From the data below, set down exactly the lines between the one holding "Question. For every instance of the dark" and the one holding "Question. For every instance of the white sink", inclusive, and no others.

Extracted records:
====

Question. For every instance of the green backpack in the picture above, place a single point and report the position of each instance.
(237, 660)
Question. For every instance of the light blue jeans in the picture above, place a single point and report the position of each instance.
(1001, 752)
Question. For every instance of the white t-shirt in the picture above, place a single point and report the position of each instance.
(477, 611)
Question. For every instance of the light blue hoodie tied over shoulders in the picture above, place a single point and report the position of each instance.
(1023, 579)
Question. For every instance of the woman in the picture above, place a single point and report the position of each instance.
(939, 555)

====

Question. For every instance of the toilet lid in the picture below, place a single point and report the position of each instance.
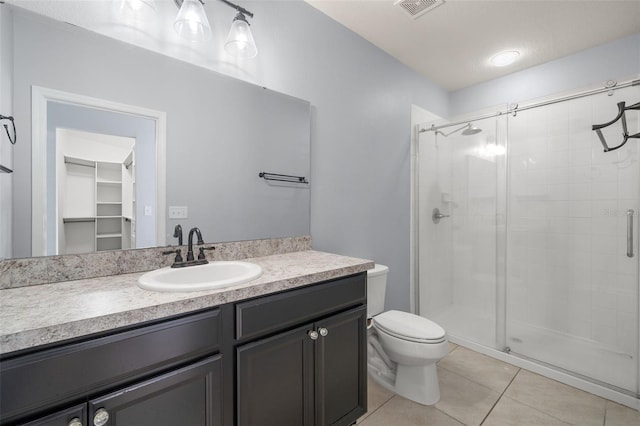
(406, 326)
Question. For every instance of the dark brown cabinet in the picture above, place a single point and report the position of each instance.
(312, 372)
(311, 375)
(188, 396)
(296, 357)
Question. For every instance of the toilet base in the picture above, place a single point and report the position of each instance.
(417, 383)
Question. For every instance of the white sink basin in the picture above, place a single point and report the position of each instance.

====

Solution:
Question. For every instance of the dark brown cabinet in the picture above, place a single point and report the position of each instance.
(312, 372)
(311, 375)
(188, 396)
(296, 357)
Question. For every instance of the toilet base in the picture above, place a single point and report the position of each instance.
(417, 383)
Question. For every instance of the white sink basin in the picture above, place a single point and report the position of each instance.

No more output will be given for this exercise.